**WHAT IS EXPECTED**. Reproduce word for word the part of the tax refund identity theft passage below between "Months of Silence" and "by staying organized.", inclusive.

**PAGE EXTRACT**.
▼▼▼

They counted on their tax refund. Based on withholdings and estimated payments Curtis had made through the year, they expected roughly $4,100 back from the federal government for tax year 2024. He filed electronically on February 9, 2025 — early, deliberately, because they needed the money. The IRS acknowledged receipt. The “Where’s My Refund” tool showed the return was being processed.
Then, about three weeks later, everything stopped. The “Where’s My Refund” tracker switched from “Processing” to a generic message telling him to contact the IRS. When he called, after a 67-minute hold, an agent told him his return had been flagged. Someone had already filed a tax return using his Social Security number — earlier, in late January 2025, before Curtis had submitted anything. The return claimed a $2,800 refund and listed a bank account Curtis had never heard of.
The Paper Trail That Identity Theft Leaves Behind
This was not the first time Curtis had dealt with the fallout of identity theft. In the spring of 2023, he discovered that someone had opened three credit accounts in his name — two store cards and a personal loan totaling nearly $9,400. By the time he caught it, his credit score had dropped from approximately 718 to 541. Disputing those accounts took fourteen months and cost him a refinancing opportunity on his home.
So when the IRS agent explained what had happened to his 2024 return, Curtis recognized the pattern immediately. What he didn’t know was how long the resolution process would take — or how much paperwork stood between him and his money.
According to IRS Identity Theft Central, taxpayers who are victims of tax-related identity theft must submit Form 14039, the Identity Theft Affidavit, along with a copy of a government-issued ID. Curtis filed his Form 14039 on March 4, 2025 — by certified mail, because the IRS instructed him to paper-file it rather than submit electronically.
Months of Silence and a Family Stretched Thin
March became April. April became May. Diane was still job hunting. Curtis told me he started picking up weekend open houses for other agents just to generate extra commission income. The $4,100 refund — money he had already earned and overpaid — sat locked inside a bureaucratic process he could not accelerate.
Curtis made nine phone calls to the IRS between March and August 2025. He documented every one — dates, hold times, agent ID numbers when agents would provide them, and notes on what he was told. He showed me the notebook. The entries are terse and methodical, the handwriting of someone keeping themselves calm by staying organized.
In June 2025, he contacted the Taxpayer Advocate Service, an independent organization within the IRS that assists taxpayers experiencing significant hardship. According to the Taxpayer Advocate Service, financial hardship — which can include an inability to meet basic living expenses — qualifies a taxpayer for expedited assistance. Curtis submitted his hardship request with documentation of Diane’s layoff and their household cash flow situation.
What Finally Moved the Case Forward
The Taxpayer Advocate Service assigned Curtis a case advocate in early July 2025. That advocate — Curtis referred to her only as “Ms. Carrillo” — became the first consistent point of contact he had in six months of trying to navigate the IRS on his own. She requested internal status updates directly from the Identity Theft Victim Assistance unit, something Curtis had no ability to do himself as a regular taxpayer calling the general line.

▲▲▲

**RECORD SET**.

▼▼▼

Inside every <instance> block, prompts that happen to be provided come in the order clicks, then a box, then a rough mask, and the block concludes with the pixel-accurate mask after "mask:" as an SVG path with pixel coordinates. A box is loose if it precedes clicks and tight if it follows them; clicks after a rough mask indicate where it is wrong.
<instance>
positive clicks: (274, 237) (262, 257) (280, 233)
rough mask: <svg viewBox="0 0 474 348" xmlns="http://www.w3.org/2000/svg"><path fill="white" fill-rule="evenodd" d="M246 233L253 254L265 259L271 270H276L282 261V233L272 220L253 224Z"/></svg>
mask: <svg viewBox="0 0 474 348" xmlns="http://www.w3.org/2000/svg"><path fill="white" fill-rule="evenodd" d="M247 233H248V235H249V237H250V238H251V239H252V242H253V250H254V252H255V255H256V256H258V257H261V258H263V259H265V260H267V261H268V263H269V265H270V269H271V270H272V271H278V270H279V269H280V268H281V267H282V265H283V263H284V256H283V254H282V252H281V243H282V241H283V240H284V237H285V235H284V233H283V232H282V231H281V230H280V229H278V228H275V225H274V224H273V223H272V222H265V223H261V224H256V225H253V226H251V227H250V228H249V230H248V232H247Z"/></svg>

▲▲▲

**SOLUTION FOR THIS PROBLEM**.
Months of Silence and a Family Stretched Thin
March became April. April became May. Diane was still job hunting. Curtis told me he started picking up weekend open houses for other agents just to generate extra commission income. The $4,100 refund — money he had already earned and overpaid — sat locked inside a bureaucratic process he could not accelerate.
Curtis made nine phone calls to the IRS between March and August 2025. He documented every one — dates, hold times, agent ID numbers when agents would provide them, and notes on what he was told. He showed me the notebook. The entries are terse and methodical, the handwriting of someone keeping themselves calm by staying organized.